_Document segment_
The Scrum Alliance announced last year that Scrum creator Ken Schwaber resigned as President and Chair of the Board of Directors. This might be however not the end of the turmoil in the Agile world. Ken Schwaber was replaced October 5 by Mike Cohn, but there are now rumors that he might leave the Scrum Alliance to join the Waterfall Alliance. And this is not the only surprise that might happen soon: other unverified sources mentions that the Waterfall Alliance is also currently negotiating with Jeff Sutherland and Tom Gilb to join its board. This tells us that the near destiniy of the Agile movement is to return to oblivion. The fact that the Scrum Alliance is unable to hire a Managing Director as unemployement is reaching record level in the United States just reflects the lack of trust that software developers have in the future of the Agile movement.

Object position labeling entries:
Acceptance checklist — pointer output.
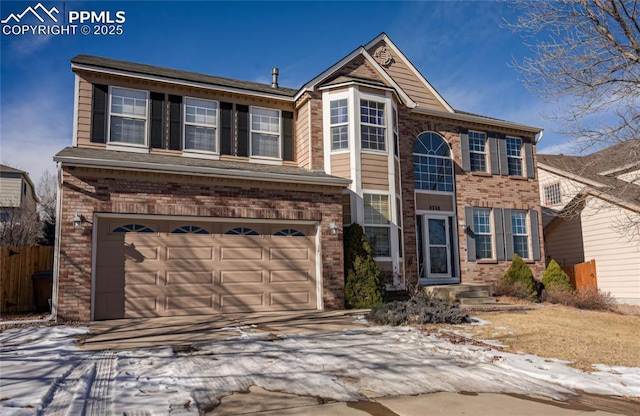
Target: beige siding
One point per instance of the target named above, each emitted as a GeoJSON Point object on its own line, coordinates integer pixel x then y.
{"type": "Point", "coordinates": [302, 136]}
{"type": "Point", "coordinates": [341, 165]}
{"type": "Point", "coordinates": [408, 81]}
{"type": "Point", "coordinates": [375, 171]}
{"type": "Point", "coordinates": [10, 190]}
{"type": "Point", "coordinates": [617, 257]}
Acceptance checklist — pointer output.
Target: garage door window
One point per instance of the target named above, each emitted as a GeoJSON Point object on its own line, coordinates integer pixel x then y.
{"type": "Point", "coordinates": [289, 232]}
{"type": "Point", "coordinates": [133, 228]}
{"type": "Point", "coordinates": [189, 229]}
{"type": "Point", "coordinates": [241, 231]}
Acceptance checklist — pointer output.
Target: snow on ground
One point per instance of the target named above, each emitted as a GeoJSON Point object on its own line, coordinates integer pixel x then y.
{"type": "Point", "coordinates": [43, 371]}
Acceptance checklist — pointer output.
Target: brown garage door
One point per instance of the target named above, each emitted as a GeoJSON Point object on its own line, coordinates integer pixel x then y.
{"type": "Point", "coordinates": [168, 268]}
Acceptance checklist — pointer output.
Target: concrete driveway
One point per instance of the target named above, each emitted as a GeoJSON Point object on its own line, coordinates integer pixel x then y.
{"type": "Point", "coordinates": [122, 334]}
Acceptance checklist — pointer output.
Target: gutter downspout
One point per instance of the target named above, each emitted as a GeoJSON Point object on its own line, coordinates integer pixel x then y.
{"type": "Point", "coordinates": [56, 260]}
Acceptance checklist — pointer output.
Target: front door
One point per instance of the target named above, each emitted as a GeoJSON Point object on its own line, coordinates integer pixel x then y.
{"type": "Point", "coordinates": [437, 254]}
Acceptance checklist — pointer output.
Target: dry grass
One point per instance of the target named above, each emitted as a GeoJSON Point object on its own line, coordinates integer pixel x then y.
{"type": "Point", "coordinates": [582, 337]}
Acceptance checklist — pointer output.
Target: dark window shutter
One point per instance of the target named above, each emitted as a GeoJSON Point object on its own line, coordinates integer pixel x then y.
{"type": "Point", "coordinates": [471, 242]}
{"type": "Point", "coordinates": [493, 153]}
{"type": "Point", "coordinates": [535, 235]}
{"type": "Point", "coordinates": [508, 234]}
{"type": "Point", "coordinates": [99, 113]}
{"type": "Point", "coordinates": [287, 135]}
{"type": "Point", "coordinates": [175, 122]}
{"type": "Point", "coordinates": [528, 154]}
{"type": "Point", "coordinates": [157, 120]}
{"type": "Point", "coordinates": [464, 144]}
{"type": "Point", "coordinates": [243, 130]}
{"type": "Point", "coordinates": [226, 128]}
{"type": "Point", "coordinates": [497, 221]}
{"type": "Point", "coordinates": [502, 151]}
==
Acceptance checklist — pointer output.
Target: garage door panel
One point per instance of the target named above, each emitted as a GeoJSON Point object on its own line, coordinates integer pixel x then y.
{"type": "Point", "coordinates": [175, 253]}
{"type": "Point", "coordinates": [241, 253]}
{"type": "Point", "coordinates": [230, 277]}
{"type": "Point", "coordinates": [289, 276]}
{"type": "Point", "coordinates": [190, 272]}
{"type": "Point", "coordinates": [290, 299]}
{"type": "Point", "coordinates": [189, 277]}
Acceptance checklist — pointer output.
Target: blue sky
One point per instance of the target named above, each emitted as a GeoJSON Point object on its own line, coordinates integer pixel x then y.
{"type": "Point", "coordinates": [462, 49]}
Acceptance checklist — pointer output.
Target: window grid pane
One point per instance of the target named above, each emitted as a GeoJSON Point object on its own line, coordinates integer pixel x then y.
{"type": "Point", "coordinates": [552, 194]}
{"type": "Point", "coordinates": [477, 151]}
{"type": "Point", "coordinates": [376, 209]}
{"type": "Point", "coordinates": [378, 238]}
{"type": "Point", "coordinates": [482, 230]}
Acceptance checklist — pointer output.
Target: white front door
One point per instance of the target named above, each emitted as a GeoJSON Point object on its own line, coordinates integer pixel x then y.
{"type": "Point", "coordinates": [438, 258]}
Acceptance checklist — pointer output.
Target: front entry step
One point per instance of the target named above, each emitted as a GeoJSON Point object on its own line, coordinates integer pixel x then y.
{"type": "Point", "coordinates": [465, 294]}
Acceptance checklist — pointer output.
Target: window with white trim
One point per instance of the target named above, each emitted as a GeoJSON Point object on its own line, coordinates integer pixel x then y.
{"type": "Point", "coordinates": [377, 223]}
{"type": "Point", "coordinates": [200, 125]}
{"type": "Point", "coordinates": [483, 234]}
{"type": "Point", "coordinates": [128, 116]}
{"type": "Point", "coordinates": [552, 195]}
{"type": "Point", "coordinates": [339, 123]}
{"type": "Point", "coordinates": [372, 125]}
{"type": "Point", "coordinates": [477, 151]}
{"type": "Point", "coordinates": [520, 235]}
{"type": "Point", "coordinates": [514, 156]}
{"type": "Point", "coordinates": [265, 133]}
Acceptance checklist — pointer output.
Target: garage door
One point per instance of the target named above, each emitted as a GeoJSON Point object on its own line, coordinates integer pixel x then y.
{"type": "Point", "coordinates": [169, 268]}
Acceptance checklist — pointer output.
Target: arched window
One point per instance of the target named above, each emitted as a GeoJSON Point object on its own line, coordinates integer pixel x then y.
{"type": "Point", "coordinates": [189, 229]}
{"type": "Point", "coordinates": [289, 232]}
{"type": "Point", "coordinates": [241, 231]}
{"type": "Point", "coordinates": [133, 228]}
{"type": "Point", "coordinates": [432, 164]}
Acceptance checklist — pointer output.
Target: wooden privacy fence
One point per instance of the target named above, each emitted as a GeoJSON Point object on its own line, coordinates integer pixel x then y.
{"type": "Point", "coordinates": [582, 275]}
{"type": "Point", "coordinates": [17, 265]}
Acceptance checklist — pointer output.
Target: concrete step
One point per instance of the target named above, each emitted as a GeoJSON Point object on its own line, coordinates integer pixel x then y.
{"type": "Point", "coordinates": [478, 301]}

_Set task A_
Rewrite the Scrum Alliance news item's paragraph beginning "The Scrum Alliance announced last year" as a shorter bulleted list that keeps its main facts.
_Set task B_
Answer these questions from the Scrum Alliance news item:
(i) Who replaced Ken Schwaber, and on what date?
(ii) Which two people is the Waterfall Alliance reportedly negotiating with to join its board?
(iii) What position is the Scrum Alliance said to be unable to fill?
_Set task C_
Extend the Scrum Alliance news item past its final sentence.

_Answer A_
- The Scrum Alliance announced last year that Scrum creator Ken Schwaber resigned as President and Chair of the Board of Directors.
- Mike Cohn replaced him on October 5.
- Rumors say Cohn might leave the Scrum Alliance to join the Waterfall Alliance.
- Unverified sources say the Waterfall Alliance is negotiating with Jeff Sutherland and Tom Gilb to join its board.
- The piece concludes that the Agile movement is headed back to oblivion.
- It says the Scrum Alliance cannot hire a Managing Director even with record U.S. unemployment, which it takes as a sign that software developers lack trust in the movement's future.

_Answer B_
(i) Mike Cohn, on October 5.
(ii) Jeff Sutherland and Tom Gilb.
(iii) Managing Director.

_Answer C_
Naturally, you should not believe everything that you see on the Internet and you have read all news (including this one) with a critical eye. According to our sources, Mike Cohn has realized that the spreading of Agile is a very bad thing for software developers. Any developer with a little bit of common sense will recognize that it is more sensible to sign contracts for months (years or centuries) of secure work with a traditional waterfall process than to do short weekly iterations where the customer can kill the project at any time. We all know that most of the Agile “adopters” have left Waterfall because Scrum is quicker and trendier to place on PowerPoint slides. Some people with bad intentions say that it also allows putting some nice photos of half-naked rugby players, but we do’t want to give space to this kind of trashing. Anyhow, customers may realize once that they can actually stop projects after a few iterations if they are not getting results! This will leave a lot of software developer without work, because 50% of the developers are below average (to be precise, 50% are below the median and if you didn’t see this mistake, well….). Do we really want to deteriorate further the current state of the world economy? An intelligent person like Mike Cohn has ultimately recognized that he was wrong with Agile and just wants to get back to traditional software development approaches. Naturally, this betrayal is against the short term interests of the Scrum Alliance, whose members are making tons of money currently training people to become chickens and pigs, heavily subsidized by the United States Department of Agriculture ( All software developers have however to remember that it is never the farmer that ends marinated in a tandori sauce.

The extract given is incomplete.